>> begin DOCUMENT EXTRACT

By: James E. Tew
A surprise bear attack on a hive of mine
A few months ago, a lone wandering male bear made big time news in NE Ohio. For many years, young male bears have been expanding their range back into Ohio from NW Pennsylvania. These events are rare; therefore, comments were made by most media sources. However, no one got really worked up about these sightings.
Then a young bear showed up in the Akron/Canton area, about thirty miles from my home. This young bear experienced high human population and traffic congestion. Much like the old Killer Bee angst, a good deal of fear spread. People were concerned for pets that had never encountered such a formidable predator.
Bear sightings were in all the news, and we were all kept abreast of where the bear had wandered. As I had learned while reading about bear behavior for an upcoming trip to Yellowstone, these animals are wide wandering animals. A range for a foraging bear is measured in square miles. These animals can really get around in a short time.
Literally, I interrupt this developing article for a news break.
I had just responded to my wife’s call for assistance with a water hose leak, when with my terrible hearing, I perceived a low level consistent roar. I asked my wife what was that noise and just before she said “bees!,” I realized I was hearing a swarm – a big one. Today is July 13. Why is a swarm coming in? Is it my bees or are they free? I was completely unprepared to hive this large late season swarm. This swarm story is still unfolding. I have never done this before, but essentially, I am developing two articles at one time.
I am trying to write about bear activities as I periodically run back to a nearby apple tree to monitor this large, skittish swarm that is reluctantly entering my hive box. You can guess what next month’s article will address -late season swarms.
I now return to the bear article in progress.
This young bear-guy was on the move. He was covering significant distances and seemed to be in a hurry to get nowhere. Now move to chapter two of this NE Ohio bear story.
I was in my mobile phone store, when a familiar-looking guy said, “Dr. Tew, how is it going? Bees still in good shape?” As I expected, he was a local beekeeper who had attended many of my workshops when I was working for the Ohio State University.
He said, “You know that bear that has been all the talk? He found my beehives and destroyed them all.” I was surprised to learn that fact. The bear had moved about 18 miles south from the Akron area. What are the chances in all that territory of that bear finding the hives of beekeeper Glen T.? We talked about the mess and the cleanup, and I offered all the sympathy I could. My last (and only) bear attack was about 35 years ago when a friend of mine and I kept bees in Quebec, Canada.
The last known Ohio wild bear was killed in 1850. If I may speak for many Ohioans, we don’t have a lot of bear behavior experience – with anything but certainly not our bees. My name was called for my phone repair work, so Glen and I parted ways. I didn’t hear anything more about the bear for a while.
Maybe a week later and with modest fanfare, the bear was reported to have been killed on an interstate highway – once again near Akron. Wow! What a bear-trip that was. For a brief moment, Ohio was like other states that deal with these large animals. But now, the Ohio bear had been accidentally killed. We could all go outside again.
The Canadian bee caper
I mentioned my Canadian bee/bear experience. It happened maybe 35 to 40 years ago. I was new to Ohio and had formed a friendship with a fellow worker who had a cottage in the wilds of Quebec. After visiting the cottage a couple of times and being as consumed with bees as I was, I concocted a light-weight idea. My friend and I would start a bee operation at his cottage.

>> end DOCUMENT EXTRACT
>> begin INFORMATION PROVIDED

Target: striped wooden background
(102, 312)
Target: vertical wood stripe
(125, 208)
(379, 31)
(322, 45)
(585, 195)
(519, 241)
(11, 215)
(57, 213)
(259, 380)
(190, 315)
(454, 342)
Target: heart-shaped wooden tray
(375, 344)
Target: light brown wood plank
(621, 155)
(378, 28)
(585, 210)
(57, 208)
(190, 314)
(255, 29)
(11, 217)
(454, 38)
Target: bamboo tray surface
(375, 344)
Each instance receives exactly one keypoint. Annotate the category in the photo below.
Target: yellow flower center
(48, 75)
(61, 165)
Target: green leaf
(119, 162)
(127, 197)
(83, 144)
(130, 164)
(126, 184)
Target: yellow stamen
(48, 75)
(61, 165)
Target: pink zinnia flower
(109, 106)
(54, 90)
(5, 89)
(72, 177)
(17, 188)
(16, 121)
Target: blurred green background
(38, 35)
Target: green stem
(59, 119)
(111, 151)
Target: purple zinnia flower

>> end INFORMATION PROVIDED

**TO DO:**
1. Extract the stretch of the beekeeping article from "Maybe a week" through "go outside again.", copying it word for word.
2. Continue the beekeeping article about the bear from the point where it stops.

**OUTPUTS IN ORDER:**
1.
Maybe a week later and with modest fanfare, the bear was reported to have been killed on an interstate highway – once again near Akron. Wow! What a bear-trip that was. For a brief moment, Ohio was like other states that deal with these large animals. But now, the Ohio bear had been accidentally killed. We could all go outside again.

2.
For Canadians who may be reading this piece, please know that life and regulations were much different all those years ago. All I needed was an Ohio driver’s license to cross the border (and return). To take my daughters along, all my wife and I had to do was answer “yes” when the border control agent asked if the girls were our legal children. Although I hope not, my friend and I may have broken Canadian regulations; however, this project was lunacy in a bucket. We unintentionally did several things wrong.
As I recall parts of this story – that for many years I tried to forget – we took 15 packages and 45 deeps, along with necessary tops, bottoms, and inner covers. Our plan was for the first year to be a building year so we would haul supers the next year. The yard was in a beautiful, remote area. How could these colonies not thrive?
This was a young man’s folly. It was a huge expenditure of energy and money (money that I really did not have.) My friend made multiple trips per year to his property. I frequently went along on the 15 hour run – essentially non-stop except for fuel, food, and toilets.
Remember that there were no mites at this time. We were sailing along in the bee world. We speculated that these colonies would be full-sized, honey producing colonies in just a single season. (I know. I know, but we were young beekeepers) We were going to make some kind of money.
The hives sat directly on the ground. We were loaded on the first trip. Much like hauling supplies to the space station, we were to provide hive stands and paint on the second trip. The bees and the surrounds were both beautiful. This was truly an adventure of epic proportions.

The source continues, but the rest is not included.